→ What to work on: Write out all of the entries below without changing a word, and leave the pictures out.

[Location labeling entries]
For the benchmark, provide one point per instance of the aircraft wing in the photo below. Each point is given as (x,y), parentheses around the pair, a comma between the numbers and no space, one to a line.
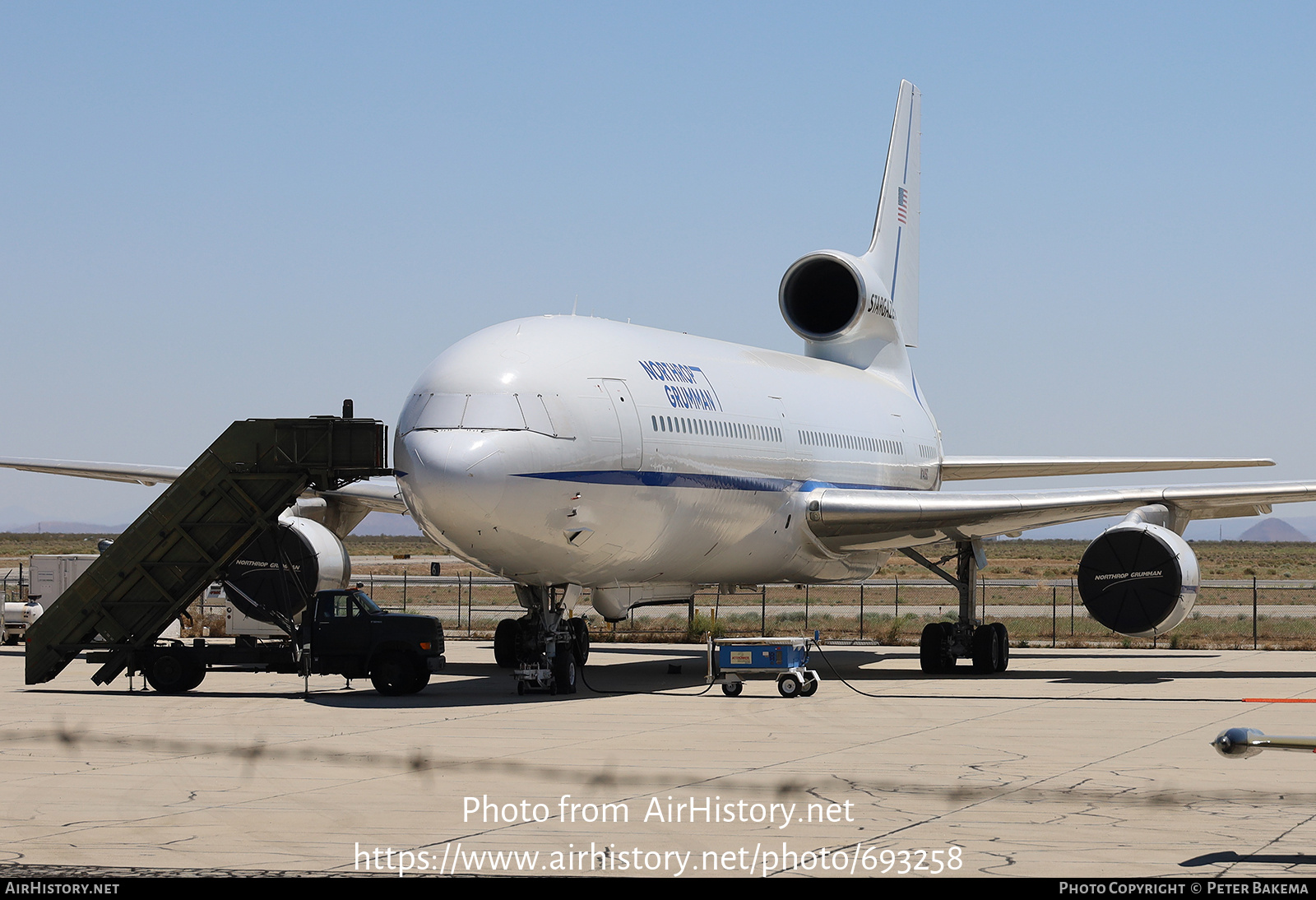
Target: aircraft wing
(103,471)
(958,469)
(374,495)
(874,520)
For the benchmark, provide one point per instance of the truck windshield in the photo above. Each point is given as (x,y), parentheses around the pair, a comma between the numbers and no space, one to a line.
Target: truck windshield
(366,603)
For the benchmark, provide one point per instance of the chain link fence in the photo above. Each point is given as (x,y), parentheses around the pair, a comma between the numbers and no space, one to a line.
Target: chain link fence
(1239,615)
(1227,616)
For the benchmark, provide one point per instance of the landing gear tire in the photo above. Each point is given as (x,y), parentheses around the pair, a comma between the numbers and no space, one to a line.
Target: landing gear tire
(504,643)
(789,686)
(934,647)
(394,674)
(579,640)
(929,649)
(1003,643)
(986,650)
(563,674)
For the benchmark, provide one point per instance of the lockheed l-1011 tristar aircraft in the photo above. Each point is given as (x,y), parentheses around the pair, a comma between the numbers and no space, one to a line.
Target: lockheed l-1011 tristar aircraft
(572,452)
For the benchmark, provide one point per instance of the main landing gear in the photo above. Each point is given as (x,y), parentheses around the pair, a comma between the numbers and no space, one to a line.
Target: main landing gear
(944,643)
(544,647)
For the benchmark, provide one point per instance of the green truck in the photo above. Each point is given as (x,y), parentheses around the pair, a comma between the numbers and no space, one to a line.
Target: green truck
(340,633)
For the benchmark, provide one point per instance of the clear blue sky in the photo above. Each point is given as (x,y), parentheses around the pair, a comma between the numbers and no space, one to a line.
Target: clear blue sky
(223,211)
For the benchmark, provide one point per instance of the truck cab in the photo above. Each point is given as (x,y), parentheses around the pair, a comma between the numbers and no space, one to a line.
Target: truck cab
(346,633)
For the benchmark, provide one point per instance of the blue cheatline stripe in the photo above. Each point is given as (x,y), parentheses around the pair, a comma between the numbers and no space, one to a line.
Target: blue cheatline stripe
(702,480)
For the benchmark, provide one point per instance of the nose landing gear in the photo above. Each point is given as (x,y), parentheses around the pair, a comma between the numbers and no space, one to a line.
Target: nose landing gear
(545,647)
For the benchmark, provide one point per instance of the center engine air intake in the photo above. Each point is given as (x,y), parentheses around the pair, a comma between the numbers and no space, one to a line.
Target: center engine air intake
(822,296)
(1138,579)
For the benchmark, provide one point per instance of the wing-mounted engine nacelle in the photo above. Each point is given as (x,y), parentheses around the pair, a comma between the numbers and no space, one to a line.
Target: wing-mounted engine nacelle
(283,566)
(1138,579)
(839,304)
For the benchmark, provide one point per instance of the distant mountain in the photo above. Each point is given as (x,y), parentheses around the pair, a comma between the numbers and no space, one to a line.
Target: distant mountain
(378,522)
(63,528)
(1273,529)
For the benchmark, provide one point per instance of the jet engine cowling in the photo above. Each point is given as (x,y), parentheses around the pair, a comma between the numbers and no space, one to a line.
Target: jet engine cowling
(1138,579)
(276,574)
(839,305)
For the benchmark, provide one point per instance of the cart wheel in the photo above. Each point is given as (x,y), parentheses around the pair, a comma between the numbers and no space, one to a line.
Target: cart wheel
(789,686)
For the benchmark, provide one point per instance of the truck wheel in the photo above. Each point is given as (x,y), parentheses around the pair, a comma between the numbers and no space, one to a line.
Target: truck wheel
(394,674)
(579,640)
(789,686)
(171,671)
(197,676)
(504,643)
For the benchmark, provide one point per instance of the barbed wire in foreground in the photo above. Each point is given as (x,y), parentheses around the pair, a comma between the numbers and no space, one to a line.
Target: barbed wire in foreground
(421,762)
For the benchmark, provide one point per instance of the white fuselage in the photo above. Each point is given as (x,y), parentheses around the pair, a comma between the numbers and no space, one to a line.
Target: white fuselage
(566,450)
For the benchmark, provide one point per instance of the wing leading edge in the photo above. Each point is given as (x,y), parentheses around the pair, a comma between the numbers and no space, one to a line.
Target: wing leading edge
(961,469)
(375,495)
(873,520)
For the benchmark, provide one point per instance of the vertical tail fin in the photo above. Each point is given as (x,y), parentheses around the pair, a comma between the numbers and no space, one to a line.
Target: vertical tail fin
(894,252)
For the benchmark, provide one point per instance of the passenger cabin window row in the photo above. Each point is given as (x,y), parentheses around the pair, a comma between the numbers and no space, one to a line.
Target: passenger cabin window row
(716,428)
(852,443)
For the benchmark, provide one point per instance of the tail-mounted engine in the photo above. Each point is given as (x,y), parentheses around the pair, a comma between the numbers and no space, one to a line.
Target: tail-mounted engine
(840,307)
(1138,579)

→ Exercise result:
For the benchmark, provide one point per instance of the aircraft wing in the photo below. Each point is given as (x,y), parentheses around the pair, a comma between the numbers and no space, one to a line.
Target: aircraft wing
(103,471)
(958,469)
(374,495)
(874,520)
For the benchmark, provide one point per instance of the truck windshield in the photo above. Each point is given as (x,y), parentheses around the pair, a comma between the numbers and no space, one to a line.
Target: truck windshield
(366,603)
For the benchmark, provide one point per instance of the chain link fence in the photo above. Each point is given as (x,y), parentheses around the pair, a comma between the numbers and no space, one to a line.
Target: chain link fence
(1239,615)
(1227,616)
For the benchmark, provide one point per instance of the landing gear tire in the photo above. Each point is given as (x,y), parentheses around the pair, a comma between the numbers and no space, one to a line.
Target: landing gear tire
(504,643)
(789,686)
(934,647)
(394,674)
(579,640)
(929,649)
(1003,643)
(986,650)
(563,674)
For the benchmark, provide one point per instance of the lockheed l-1011 tristar aircraft in the photo above. Each point is given as (x,y), parentheses around the pair, a comma between the numbers and no space, one to a line.
Target: lockheed l-1011 tristar aircraft
(572,452)
For the benchmark, provide one point per instance of the main landing gear in the photo above. Each point is given as (x,y), parentheses around the pair, a comma between the numbers and no space, one to a line.
Target: main landing gear
(944,643)
(544,647)
For the benchmark, provide one point per instance of the green truck in the photo above. Each point is given as (x,y), parentheses around the pair, a comma between the numbers and no space, one to a line.
Target: green truck
(340,633)
For the benchmark, provide one point per instance of the clear blue sky in the photo above. Each point is given as (x,y), parentheses around the pair, a comma between the numbers and no space, one to a line.
Target: clear blue sky
(223,211)
For the benchmark, provide one point per instance of the truck cab in the photo above. Each point is given as (x,y), parentheses around the pair, a comma between the numbers and no space, one to a line.
Target: truck cab
(346,633)
For the benchmark, provide one point per instance of the blue cheatline stripe in the photo above. Each point is given as (x,y), parentheses around the pair, a comma between the numbers and no space, one to a line.
Target: blue cheatline stripe
(702,480)
For the benchmark, provide one point per instance of the nose landing gear in the photo above. Each point is given as (x,y), parentheses around the pair, a comma between the numbers and no space, one to a line.
Target: nose landing gear
(545,647)
For the benchmark, provide one point per instance of the center engine air intake in the photo above. Each point is given as (x,y), parentheses around the pair, a comma between the numbers and no space, one to a line.
Target: center engine air intake
(822,296)
(1138,579)
For the benchmark, provide one point per instance of the wing-mounted engine nacelle in the photo above. Each point is given as (x,y), parentheses around the pair, a comma between the numbers and no space, one to a line.
Target: wing-mounted engine nacelle
(283,566)
(1138,579)
(839,304)
For the benchmark, provide one point per instance of the distant mountain in the photo above. Each point is given as (x,y), parentheses around the pair, a comma between the numbers and no space, one to a line.
Target: distant mountain
(378,522)
(63,528)
(1273,529)
For the benchmark, provide one point per instance of the jet engine cowling in the photo above. Each point is given as (x,y), parentheses around the pair, a comma between the numbers and no space, one to a line.
Target: jet engine cowling
(1138,579)
(276,574)
(839,305)
For the benchmark, provide one point per instance of the cart wheel in the photo above. Each point is given as (x,y), parentheses around the pair, a comma between the numbers and no space, one to a line.
Target: cart wheel
(789,686)
For the benchmark, provide one point per instance of the truck wheel in the photo above. Each point is given as (x,y), parentheses around the pair, a comma between the numbers and no space, one to a line.
Target: truck wheel
(394,674)
(579,640)
(789,686)
(171,671)
(197,676)
(504,643)
For the benchmark, provide one point per instance of the barbed wire in foreground in the photo above. Each point is given as (x,y), parentheses around the pair, a comma between the numbers and no space, one to a line.
Target: barbed wire in foreground
(421,762)
For the benchmark, provide one point per instance of the white fuselage in the photo above. Each point is given as (x,y), parentheses around the pair, a comma between the numbers and no space, one to a line.
Target: white fuselage
(566,450)
For the benchmark, provide one point per instance of the wing leading edge in the photo above. Each point is given as (x,y), parentheses around the pair, a comma between the numbers and no space, one to a line.
Target: wing leading edge
(961,469)
(375,495)
(873,520)
For the benchmark, provide one point per instance of the vertical tail fin in the photo above. Each point is given as (x,y), parentheses around the pair, a comma between the numbers and no space, one to a line.
Target: vertical tail fin
(894,252)
For the benchmark, provide one point per instance of the passenger cabin window row in the photo above. Each point is given as (x,y), parentheses around the pair, a comma between the numbers and no space, one to a line.
Target: passenger cabin window row
(716,428)
(852,443)
For the benchmark, provide one point per instance of the tail-mounted engine in the photo above. Each point is given as (x,y), parentheses around the pair, a comma between the numbers and no space, one to a line.
Target: tail-mounted engine
(840,307)
(1138,579)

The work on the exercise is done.